Referring expression grounding data:

* * * * *

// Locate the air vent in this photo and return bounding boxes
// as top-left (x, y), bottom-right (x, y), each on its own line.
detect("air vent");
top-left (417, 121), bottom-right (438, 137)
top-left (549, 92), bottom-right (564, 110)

* * * * *

#### [YOUR ASSIGNMENT]
Retype the data exactly as given.

#### [OUTPUT OF THE EXERCISE]
// Locate the air vent in this photo and return bounding boxes
// as top-left (x, y), bottom-right (x, y), each on its own line.
detect("air vent");
top-left (417, 121), bottom-right (438, 137)
top-left (549, 92), bottom-right (564, 110)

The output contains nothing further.